韓國電影《辯護人》中的臺詞在鄭成月身上一語成讖:今天起,是你把自己安穩的人生一腳踹了。
冬季的北京,霧霾濃厚,預警不斷的發布。
56歲的河北廣平縣公安局副局長鄭成月身體也在不停的發著預警信息——腿部浮腫,一按一個坑,“醫生說,你這種身體得立即住院。但我不能啊,沒有了收入,我得在律所做顧問。”
鄭成月個頭不高,身體有點胖,穿著警用作訓服,一雙眼睛和大開大合的說法風格,他依然保持著刑偵警務人員自信銳利、雷厲風行的特質。
對于因聶案遭受的打擊報復,他拍著胸脯告訴上游新聞-重慶晨報記者:“我鄭成月做事,從不后悔,問心無愧,我誰都對得起!”
“是歷史造成了我這個性格,我退了,聶母怎么辦?”
單憑一個8歲小孩說的話就給自己的父親定罪,這給童年的鄭成月烙下深刻的印象。因此,至今他對辦案過程中的“口供證據”依然充滿戒懼,同時認為聶案的產生一定程度上也是犯了這個錯誤。
父親入獄后,60多歲的奶奶帶著鄭成月回到農村,勉強過活。
鄭成月8歲上學時,經常被一群孩子拽著不讓進課堂。盡管覺得很委屈,但父親依然鼓勵鄭成月“必須上學,得有文化,”“只要奮斗和堅持,正義一定會來臨”。
奶奶也給他講故事,教育他“雖然咱們沒能力給別人錢,但能在別人摔倒之前把人扶住”。
對父親和奶奶的回憶仿佛就埋在鄭成月的淚腺中,每當提及,向來有“鐵警”之稱他的都會忍不住流淚。
1978年,鄭成月一家終于等到了父親口中的“正義”——經過不斷的申訴,父親終獲平反。后來參與聶案的平反,每次看到聶母張煥枝,鄭成月就不自覺地想起當年父親為自己平反申訴的苦況:每天都往政法機關跑,一天只吃得上兩個地瓜。聶母有同樣的經歷,一級級向政法機關匯報,“太苦了!”。
鄭成月告訴上游新聞記者:“是歷史造成了我這個性格。我不會退,也不能退。如果我退了,聶母怎么辦?”
“作為一個政法人員,最起碼要有一個端正的品行”
鄭成月現在在北京一所律師事務所當法律顧問。就在鄭成月父親平反的那年12月,鄭成月應征到新疆塔城當兵。因為小時候是籃球隊長,個子小卻特別能跑,偵察隊選上鄭成月當邊防偵察兵。

* _所附材料_
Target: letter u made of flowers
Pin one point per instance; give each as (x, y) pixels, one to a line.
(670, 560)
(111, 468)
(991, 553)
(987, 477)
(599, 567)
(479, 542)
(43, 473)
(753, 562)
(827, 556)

* _作答要求_
• a. 請將這篇關於鄭成月的選文中，從“對于因聶案遭受的打擊報復,他”起至“察隊選上鄭成月當邊防偵察兵。”止（含該處）的文字逐字照錄。
• b. 根據關於鄭成月的選文，鄭成月的父親在哪一年獲得平反？
• c. 請接著這篇關於鄭成月的選文的最後一句往下續寫。

* _各題答案_
• a.
對于因聶案遭受的打擊報復,他拍著胸脯告訴上游新聞-重慶晨報記者:“我鄭成月做事,從不后悔,問心無愧,我誰都對得起!”
“是歷史造成了我這個性格,我退了,聶母怎么辦?”
單憑一個8歲小孩說的話就給自己的父親定罪,這給童年的鄭成月烙下深刻的印象。因此,至今他對辦案過程中的“口供證據”依然充滿戒懼,同時認為聶案的產生一定程度上也是犯了這個錯誤。
父親入獄后,60多歲的奶奶帶著鄭成月回到農村,勉強過活。
鄭成月8歲上學時,經常被一群孩子拽著不讓進課堂。盡管覺得很委屈,但父親依然鼓勵鄭成月“必須上學,得有文化,”“只要奮斗和堅持,正義一定會來臨”。
奶奶也給他講故事,教育他“雖然咱們沒能力給別人錢,但能在別人摔倒之前把人扶住”。
對父親和奶奶的回憶仿佛就埋在鄭成月的淚腺中,每當提及,向來有“鐵警”之稱他的都會忍不住流淚。
1978年,鄭成月一家終于等到了父親口中的“正義”——經過不斷的申訴,父親終獲平反。后來參與聶案的平反,每次看到聶母張煥枝,鄭成月就不自覺地想起當年父親為自己平反申訴的苦況:每天都往政法機關跑,一天只吃得上兩個地瓜。聶母有同樣的經歷,一級級向政法機關匯報,“太苦了!”。
鄭成月告訴上游新聞記者:“是歷史造成了我這個性格。我不會退,也不能退。如果我退了,聶母怎么辦?”
“作為一個政法人員,最起碼要有一個端正的品行”
鄭成月現在在北京一所律師事務所當法律顧問。就在鄭成月父親平反的那年12月,鄭成月應征到新疆塔城當兵。因為小時候是籃球隊長,個子小卻特別能跑,偵察隊選上鄭成月當邊防偵察兵。

• b. 1978年。

• c.
當兵后的鄭成月深受美國電影《第一滴血》的影響,他認為,當兵能練就一個男人剛強的性格。他當偵察兵的這段經歷也為后來當刑警打下堅實基礎。
退伍后,鄭成月回到到家鄉廣平縣,在縣人民銀行當保衛干部,一干就是十年。
鄭成月身上似乎有種“取他山之石以攻玉”的特質。在他從事保衛干部期間,他和公安接觸很多。他意識到,“咱們這一行,知識有限。”鄭成月開始買很多與法律相關的書籍來看,同時生出了到大學進修的念頭。
當時已經是保衛科長的鄭成月放棄待遇優厚的工作,考取中國政法大學法律系。在拿到通知書入學的1993年,他已娶妻生子并邁過了而立之年。
在中國政法大學法律系讀書期間,鄭成月深得陳光中等教授感召,牢記他們“作為一個政法人員,最起碼要有一個端正的品行”等教訓,同時深化“刑事案件不能憑主觀臆斷,要緊緊圍繞現場的蛛絲馬跡”等辦案策略。
鄭成月說:“當偵察兵學的是應變能力,大學學習的是法律的原理和條文。”到現在,鄭成月更多地自稱是一名“法律工作者”。
兩年后的1995年,鄭成月畢業后回到廣平縣。因為已經持有大學學歷,他直接就被安排到公安局當刑警。
就在這一年,鄭成月第一次和王書金“碰頭”。
1995年,王書金所在的南寺郎固村有女孩失蹤了。那是鄭成月接觸的第一起命案,也是他第一次帶槍去破案。王書金因14歲時有強奸幼女的前科被懷疑,但后來逃跑了,“一跑就是10年”。
“當無奈的人向你懷里跑來,你千萬不能把他推向絕望”
有著邊防偵察兵和大學法律專業背景的鄭成月進入公安局后如魚得水,僅僅3年就被破格提升為副局長,負責刑偵工作。后來更是獲得河北省“優秀人民警察”稱號,連續十年被評為全國優秀刑偵工作者。他有一年破獲案件300多起,曾只身力擒8名歹徒,事跡還被拍成了電視劇。
“當無奈的人向你懷里跑來,你千萬不能把他推向絕望。”這句近乎口頭禪的話,讓鄭成月不得不承認自己或許可以稱得上是一名好警察,如無意外,或者真能像他所說“現在可能是市公安局局長”。
事隔十年后的2005年,他再次遇到王書金。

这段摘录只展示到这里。